--- Records shown ---

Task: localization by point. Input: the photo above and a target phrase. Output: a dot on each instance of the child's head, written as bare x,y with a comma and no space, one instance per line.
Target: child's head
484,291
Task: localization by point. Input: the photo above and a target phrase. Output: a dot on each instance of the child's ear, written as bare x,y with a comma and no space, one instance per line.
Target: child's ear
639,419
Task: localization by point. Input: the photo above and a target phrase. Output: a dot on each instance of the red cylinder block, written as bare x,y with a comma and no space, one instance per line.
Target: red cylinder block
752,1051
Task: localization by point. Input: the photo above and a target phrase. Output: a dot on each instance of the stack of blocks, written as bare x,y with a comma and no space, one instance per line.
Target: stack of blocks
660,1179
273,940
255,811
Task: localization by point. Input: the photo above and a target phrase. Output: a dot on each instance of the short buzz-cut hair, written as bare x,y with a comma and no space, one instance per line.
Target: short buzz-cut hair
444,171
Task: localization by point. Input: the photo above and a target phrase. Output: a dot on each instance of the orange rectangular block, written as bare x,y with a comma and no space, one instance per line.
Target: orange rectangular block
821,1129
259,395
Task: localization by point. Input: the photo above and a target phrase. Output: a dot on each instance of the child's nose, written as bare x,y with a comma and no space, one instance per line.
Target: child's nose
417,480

---

Given problem: Could you turn everything from the line containing "of the orange" down to the end of the entries into a numbered list, skipping any blank lines?

Problem solution:
1. Task: localization by point. Input: the photo above and a target phrase. Output: a dot on each instance of the orange rectangular block, written as bare x,y with a comma and no space, one instance per line.
2. Target: orange rectangular block
3. 821,1129
4. 259,395
5. Task: localization by point. Input: the photo above and a target phrase. Output: a dot on each instance of the child's nose, written as bare x,y with a comma and no space, one instance per line.
6. Target: child's nose
7. 417,480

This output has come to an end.